> _What to do_:
For the records below, work out the number of lines holding "soldier" and reply with only that.

> _Input for this task_:
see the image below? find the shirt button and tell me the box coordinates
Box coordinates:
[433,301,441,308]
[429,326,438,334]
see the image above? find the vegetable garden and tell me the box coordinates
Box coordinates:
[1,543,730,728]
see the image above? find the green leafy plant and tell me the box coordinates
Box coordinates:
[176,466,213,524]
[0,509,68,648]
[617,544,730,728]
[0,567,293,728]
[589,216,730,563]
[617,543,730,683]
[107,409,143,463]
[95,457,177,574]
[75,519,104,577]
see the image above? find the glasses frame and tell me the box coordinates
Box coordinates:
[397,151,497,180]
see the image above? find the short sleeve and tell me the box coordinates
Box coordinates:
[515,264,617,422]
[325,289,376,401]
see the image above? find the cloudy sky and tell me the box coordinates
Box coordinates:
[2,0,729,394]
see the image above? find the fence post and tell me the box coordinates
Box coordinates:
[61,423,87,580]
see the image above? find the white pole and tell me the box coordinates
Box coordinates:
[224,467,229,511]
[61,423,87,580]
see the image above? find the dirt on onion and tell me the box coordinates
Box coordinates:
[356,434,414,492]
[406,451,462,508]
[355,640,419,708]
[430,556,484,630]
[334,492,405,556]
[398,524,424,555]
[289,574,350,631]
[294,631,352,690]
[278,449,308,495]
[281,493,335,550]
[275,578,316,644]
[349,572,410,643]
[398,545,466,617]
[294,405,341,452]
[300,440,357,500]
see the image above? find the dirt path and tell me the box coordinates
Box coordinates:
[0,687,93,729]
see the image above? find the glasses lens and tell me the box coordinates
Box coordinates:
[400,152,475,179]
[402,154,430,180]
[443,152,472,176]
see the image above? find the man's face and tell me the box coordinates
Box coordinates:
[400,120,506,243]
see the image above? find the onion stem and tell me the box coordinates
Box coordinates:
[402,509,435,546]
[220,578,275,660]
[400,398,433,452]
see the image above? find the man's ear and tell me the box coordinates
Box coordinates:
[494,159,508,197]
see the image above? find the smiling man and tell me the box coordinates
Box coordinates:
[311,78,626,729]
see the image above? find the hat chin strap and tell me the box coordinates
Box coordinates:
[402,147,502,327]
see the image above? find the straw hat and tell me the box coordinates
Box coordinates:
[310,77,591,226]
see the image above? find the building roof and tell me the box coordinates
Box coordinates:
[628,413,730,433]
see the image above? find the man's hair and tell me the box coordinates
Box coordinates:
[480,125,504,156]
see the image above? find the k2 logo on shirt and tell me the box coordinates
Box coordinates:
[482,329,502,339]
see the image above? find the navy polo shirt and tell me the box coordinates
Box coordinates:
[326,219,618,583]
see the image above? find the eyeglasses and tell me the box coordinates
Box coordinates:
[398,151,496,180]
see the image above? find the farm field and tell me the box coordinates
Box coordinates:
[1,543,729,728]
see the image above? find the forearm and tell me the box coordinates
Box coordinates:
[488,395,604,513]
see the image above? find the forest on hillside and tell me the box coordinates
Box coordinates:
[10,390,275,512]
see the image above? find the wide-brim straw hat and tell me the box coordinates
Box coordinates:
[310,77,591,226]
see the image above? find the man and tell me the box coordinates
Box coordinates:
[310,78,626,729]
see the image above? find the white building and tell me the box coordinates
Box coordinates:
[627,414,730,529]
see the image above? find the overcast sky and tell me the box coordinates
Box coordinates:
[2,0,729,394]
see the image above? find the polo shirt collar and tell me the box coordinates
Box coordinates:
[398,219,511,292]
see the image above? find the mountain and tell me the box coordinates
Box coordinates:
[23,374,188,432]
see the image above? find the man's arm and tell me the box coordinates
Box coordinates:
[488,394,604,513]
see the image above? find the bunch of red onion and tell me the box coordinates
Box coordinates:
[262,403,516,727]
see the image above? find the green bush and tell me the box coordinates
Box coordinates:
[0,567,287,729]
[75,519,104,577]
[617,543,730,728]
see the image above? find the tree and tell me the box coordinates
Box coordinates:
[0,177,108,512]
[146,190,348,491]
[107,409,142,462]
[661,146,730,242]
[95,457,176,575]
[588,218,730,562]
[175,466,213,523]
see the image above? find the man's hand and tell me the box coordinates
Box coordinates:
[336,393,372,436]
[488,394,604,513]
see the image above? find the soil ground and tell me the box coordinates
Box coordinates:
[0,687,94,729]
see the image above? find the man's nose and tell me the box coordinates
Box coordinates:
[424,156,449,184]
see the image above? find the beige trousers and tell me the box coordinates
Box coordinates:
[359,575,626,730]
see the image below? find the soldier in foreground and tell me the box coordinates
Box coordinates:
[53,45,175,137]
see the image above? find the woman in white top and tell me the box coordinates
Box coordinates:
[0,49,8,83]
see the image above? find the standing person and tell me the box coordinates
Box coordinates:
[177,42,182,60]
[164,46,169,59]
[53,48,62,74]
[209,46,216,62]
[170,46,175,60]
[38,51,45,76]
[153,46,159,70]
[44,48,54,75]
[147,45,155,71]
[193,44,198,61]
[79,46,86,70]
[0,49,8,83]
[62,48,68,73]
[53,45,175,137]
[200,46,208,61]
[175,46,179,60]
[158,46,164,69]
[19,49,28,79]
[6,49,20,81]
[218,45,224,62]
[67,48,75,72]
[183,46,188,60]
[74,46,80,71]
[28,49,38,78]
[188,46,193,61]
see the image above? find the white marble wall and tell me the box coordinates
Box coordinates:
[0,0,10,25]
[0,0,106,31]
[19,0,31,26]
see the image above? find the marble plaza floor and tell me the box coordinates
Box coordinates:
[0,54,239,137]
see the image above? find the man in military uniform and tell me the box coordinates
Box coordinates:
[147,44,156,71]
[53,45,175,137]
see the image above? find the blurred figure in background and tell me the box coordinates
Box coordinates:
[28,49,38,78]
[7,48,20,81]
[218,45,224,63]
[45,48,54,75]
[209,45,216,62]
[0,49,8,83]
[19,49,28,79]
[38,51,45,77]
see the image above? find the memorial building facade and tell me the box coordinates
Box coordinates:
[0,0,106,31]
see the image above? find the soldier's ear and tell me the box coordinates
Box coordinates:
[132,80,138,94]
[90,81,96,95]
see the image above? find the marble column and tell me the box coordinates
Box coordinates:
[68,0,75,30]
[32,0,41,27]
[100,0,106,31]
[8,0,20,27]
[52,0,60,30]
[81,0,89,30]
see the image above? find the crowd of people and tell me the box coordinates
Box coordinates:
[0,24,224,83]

> _Completed task_:
2